* Work instructions *
Reproduce the text of every item below word for word, leaving out the pictures.

* Stored rows *
● ● ●

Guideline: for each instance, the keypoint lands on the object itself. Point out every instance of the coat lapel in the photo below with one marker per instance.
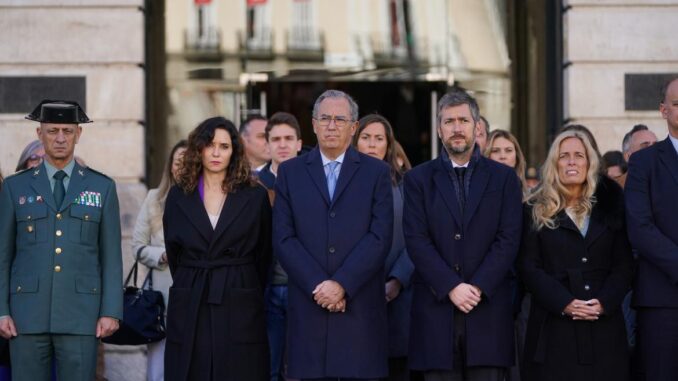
(76, 185)
(446, 188)
(479, 179)
(669, 157)
(234, 204)
(314, 166)
(40, 185)
(194, 209)
(348, 168)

● ● ●

* Response below *
Guideline: for each instance, the keypoint lands on the object itself. Point out every instance of the coat lapel in the photo below with one marker per instance.
(76, 185)
(446, 188)
(479, 179)
(669, 157)
(234, 204)
(314, 166)
(40, 185)
(194, 209)
(348, 168)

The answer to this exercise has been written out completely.